Je n’ai pas eu le temps de lire son livre. Il y a eu des erreurs des politiques, comme des scientifiques. Il faut beaucoup d’humilité. On doit aussi faire attention à la temporalité. On refait l’histoire aujourd’hui, deux ans et demi après le début de la pandémie. Concernant les masques, le Conseil scientifique a pris une position claire. Compte tenu de leur nombre limité, il fallait les réserver aux personnels de santé pour ne pas qu’ils contaminent d’autres patients.
Vous avez confié avoir eu « des regrets » sur la gestion de la pandémie…
Au moment du premier déconfinement, en juin 2020, on a peut-être fait passer la santé avant l’humanité au sein des Ehpad. On aurait probablement pu être un peu plus souple pour éviter l’isolement et les syndromes de glissement. Certaines mesures ont pu accélérer des décès. C’est le système tout entier qui a permis ça. D’un autre côté, sans confinement très strict, nous n’aurions pas eu 38 000 décès, mais 150 000 à 200 000 entre mars et mi-avril 2020. Avec des personnes qui n’auraient pas pu être prises aux urgences.
==*==
VOTRE TÂCHE => Dans l'extrait sur la gestion de la pandémie, à qui le Conseil scientifique voulait-il réserver les masques ?
==*==
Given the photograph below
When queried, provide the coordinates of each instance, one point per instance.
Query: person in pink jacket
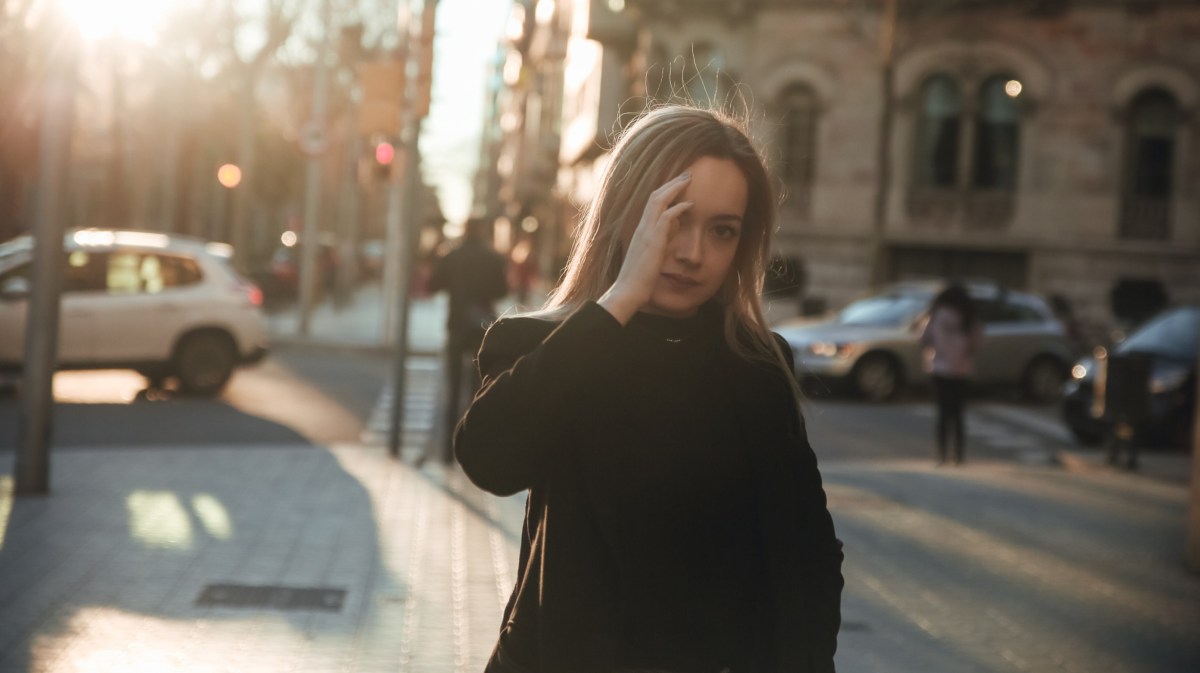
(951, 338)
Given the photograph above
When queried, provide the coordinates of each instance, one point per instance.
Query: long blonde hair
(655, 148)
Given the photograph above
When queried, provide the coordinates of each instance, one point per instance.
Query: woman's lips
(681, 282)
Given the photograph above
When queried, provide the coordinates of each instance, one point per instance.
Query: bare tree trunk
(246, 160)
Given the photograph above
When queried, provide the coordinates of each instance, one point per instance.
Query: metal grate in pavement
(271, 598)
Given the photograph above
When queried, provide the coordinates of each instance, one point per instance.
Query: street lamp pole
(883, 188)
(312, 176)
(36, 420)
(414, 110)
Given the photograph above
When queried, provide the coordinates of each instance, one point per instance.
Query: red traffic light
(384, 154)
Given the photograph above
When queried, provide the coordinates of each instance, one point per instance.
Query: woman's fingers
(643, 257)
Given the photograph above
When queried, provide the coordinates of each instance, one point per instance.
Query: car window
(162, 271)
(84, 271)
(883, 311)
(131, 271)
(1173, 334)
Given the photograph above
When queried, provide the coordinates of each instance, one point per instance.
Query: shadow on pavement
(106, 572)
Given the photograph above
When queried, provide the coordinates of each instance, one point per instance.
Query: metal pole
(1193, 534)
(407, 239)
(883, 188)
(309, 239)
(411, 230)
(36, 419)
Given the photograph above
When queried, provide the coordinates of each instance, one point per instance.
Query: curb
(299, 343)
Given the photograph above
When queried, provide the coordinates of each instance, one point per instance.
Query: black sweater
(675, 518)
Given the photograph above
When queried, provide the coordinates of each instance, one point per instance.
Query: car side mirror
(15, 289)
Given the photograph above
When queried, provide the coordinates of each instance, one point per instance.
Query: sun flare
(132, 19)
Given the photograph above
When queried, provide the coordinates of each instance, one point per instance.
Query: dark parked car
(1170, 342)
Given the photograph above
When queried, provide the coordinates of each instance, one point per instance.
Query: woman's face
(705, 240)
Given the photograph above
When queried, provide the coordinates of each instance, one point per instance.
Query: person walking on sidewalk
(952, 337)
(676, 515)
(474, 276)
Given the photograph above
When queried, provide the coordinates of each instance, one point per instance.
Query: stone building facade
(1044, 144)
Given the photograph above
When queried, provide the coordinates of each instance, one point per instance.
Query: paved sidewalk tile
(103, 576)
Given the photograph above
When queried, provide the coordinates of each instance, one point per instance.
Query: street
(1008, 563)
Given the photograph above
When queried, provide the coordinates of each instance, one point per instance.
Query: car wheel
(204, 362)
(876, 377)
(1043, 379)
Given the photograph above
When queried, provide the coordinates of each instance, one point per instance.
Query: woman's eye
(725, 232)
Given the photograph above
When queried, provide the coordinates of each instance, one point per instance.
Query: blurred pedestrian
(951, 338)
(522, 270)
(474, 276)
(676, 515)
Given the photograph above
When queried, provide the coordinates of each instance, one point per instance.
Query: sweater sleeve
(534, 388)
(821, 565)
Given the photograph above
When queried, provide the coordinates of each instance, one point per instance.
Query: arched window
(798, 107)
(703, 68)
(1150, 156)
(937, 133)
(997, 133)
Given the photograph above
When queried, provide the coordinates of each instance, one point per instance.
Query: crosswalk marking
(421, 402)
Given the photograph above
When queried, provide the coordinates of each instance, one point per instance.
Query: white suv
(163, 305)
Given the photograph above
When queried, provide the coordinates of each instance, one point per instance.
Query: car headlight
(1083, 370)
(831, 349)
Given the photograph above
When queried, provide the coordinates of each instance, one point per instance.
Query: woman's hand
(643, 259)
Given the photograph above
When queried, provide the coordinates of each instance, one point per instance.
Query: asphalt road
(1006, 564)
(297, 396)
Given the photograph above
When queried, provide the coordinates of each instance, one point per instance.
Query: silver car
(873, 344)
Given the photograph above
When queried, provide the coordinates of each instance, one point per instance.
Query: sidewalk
==*==
RÉPONSE FINALE => Aux personnels de santé.